Source passage.
Monday, November 29, 2010

A Good Death

My friends and family must be outliers from what many physicians tell me about patients’ demands for expensive, and often futile, care.

Several friends are facing terminal illnesses. Their concerns are about overtreatment and getting into situations that diminish the quality and dignity of their lives. They tell remarkably similar stories of listening to their oncologists’ recommendations for additional (but debilitating) chemotherapy. Then they decide to forgo the recommendations because it doesn’t fit with how they want to live. Their biggest concern is having a good death, because they already know life will not be long.

My Mom has a debilitating disease. She wanted enough diagnostics to know what the problem is, and then told her doctor that she’d come back when the symptoms got bad enough that she would consider medication. Not yet.

Grandma Winchester, my 93 year old mother-in-law, is another good example of health economist Michael Grossman’s theory of consumers’ demand for health and healthy days – not necessarily health care. Health and healthy days provide us opportunities to do what we love, whether it’s time with family, hobbies, or meaningful work. Time spent in doctor’s offices or hospitals is not a preferred way to spend her days.

Records provided.
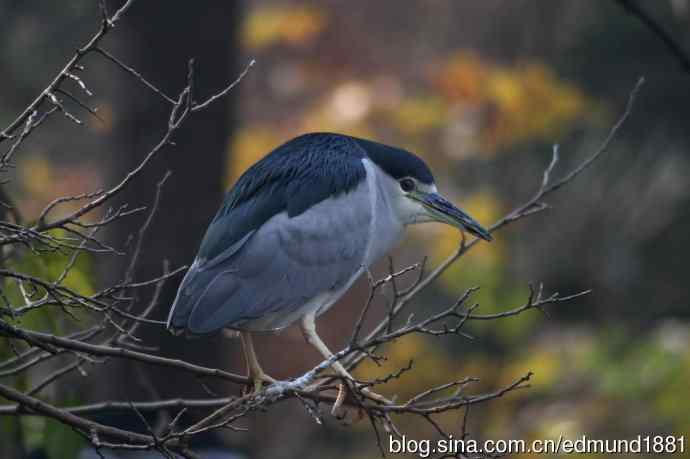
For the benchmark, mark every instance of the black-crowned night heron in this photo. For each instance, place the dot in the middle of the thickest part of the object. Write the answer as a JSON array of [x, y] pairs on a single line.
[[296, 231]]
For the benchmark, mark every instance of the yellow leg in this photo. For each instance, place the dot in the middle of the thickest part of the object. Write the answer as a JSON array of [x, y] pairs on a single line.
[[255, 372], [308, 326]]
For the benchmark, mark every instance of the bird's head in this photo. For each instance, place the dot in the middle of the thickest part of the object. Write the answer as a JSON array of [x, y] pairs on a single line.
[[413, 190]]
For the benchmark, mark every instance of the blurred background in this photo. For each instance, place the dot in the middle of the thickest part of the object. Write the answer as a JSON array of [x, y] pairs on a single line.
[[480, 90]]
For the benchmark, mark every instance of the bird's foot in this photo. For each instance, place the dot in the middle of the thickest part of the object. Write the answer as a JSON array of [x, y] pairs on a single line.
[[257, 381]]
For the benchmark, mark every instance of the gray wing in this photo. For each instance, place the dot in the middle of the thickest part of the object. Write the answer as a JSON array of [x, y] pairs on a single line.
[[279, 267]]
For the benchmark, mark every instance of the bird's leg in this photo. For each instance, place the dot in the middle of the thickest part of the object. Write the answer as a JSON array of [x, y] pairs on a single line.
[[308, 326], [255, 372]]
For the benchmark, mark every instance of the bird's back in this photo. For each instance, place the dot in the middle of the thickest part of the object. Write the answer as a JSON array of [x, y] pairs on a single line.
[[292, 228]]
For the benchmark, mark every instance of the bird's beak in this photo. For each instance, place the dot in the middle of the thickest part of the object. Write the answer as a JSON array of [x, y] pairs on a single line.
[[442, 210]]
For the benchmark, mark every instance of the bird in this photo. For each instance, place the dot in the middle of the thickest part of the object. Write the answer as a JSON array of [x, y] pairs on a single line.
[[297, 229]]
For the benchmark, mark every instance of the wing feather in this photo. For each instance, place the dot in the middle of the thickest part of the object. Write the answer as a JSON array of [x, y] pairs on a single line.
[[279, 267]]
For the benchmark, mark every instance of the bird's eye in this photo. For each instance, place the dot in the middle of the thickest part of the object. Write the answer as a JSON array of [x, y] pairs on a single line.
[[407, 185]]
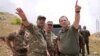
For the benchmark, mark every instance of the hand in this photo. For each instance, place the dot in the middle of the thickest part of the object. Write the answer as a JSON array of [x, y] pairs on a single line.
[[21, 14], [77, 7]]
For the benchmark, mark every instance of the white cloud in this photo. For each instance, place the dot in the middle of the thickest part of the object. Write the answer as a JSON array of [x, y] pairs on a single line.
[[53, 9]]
* * *
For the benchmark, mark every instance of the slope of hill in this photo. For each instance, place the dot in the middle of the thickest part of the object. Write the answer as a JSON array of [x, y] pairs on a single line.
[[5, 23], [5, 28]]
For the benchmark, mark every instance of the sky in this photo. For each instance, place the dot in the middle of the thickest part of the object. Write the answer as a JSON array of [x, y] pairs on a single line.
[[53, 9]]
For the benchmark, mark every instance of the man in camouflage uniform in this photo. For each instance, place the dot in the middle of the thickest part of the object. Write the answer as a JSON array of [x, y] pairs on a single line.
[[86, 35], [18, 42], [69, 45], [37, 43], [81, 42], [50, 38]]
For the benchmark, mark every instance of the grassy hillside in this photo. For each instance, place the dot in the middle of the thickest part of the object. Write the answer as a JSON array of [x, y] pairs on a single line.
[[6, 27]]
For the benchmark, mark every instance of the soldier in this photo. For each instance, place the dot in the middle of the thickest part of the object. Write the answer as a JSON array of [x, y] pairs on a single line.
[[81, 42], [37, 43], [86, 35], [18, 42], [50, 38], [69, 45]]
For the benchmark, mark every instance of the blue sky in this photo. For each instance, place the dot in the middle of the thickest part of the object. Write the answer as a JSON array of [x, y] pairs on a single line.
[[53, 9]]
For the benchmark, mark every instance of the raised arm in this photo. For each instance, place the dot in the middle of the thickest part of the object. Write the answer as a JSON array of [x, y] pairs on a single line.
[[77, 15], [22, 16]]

Tasks to complete.
A. Check each statement against the post about a good death. Answer yes or no for each, and quote the words from the post that decide it.
(i) The author's mother began taking medication as soon as she was diagnosed.
(ii) Several friends with terminal illnesses decided not to follow their oncologists' recommendations for more chemotherapy.
(iii) Michael Grossman's theory holds that consumers chiefly demand health care rather than health.
B. Continue the post about a good death, starting after its final sentence about Grandma Winchester.

Answers below.
A.
(i) No: "told her doctor that she’d come back when the symptoms got bad enough that she would consider medication. Not yet."
(ii) Yes: "Then they decide to forgo the recommendations because it doesn’t fit with how they want to live."
(iii) No: "consumers’ demand for health and healthy days – not necessarily health care"

B.
Within the past year, she’s chased a bear out of her kitchen and been evacuated twice from her 600 square foot cabin in the Colorado Rockies because of nearby forest fires. She stays in shape by hiking, shoveling gravel on her mile long driveway and walking two miles round trip every day to get the local newspaper and her mail. She gave up driving a few years ago because she wasn’t as sharp as she wanted to be. But she still drives her snow plow truck in the winter to plow that driveway.

Though she loves her doctor and has gotten excellent care, she hates going for a visit because it means she has to impose on one of her children or grandchildren to drive her to town. Instead, she appreciates that her physician answers her questions by email. She’s talking about getting “DNR” tattooed on her chest.

About two years ago, her husband of sixty-seven years died in their cabin – just as he always wanted, sitting by his favorite fireplace. Despite being paraplegic for almost sixty years from the polio epidemic, he never developed a pressure ulcer – even in his final days. His family made sure of that.

Grandma will die in that cabin someday. Her family will make sure of that.

I read somewhere that 80% of Americans say they don’t want to die in a hospital or nursing home. But 80% of Americans do die there. The reasons are undoubtedly complex.

Think about your own wishes and what members of your family want. Lots of expensive care, waiting for the next test result, cooped up in a hospital? Maybe some do, but many other people just want to have healthy days, and realistically know they won’t live forever.

What is a good death for your patients? Have you asked?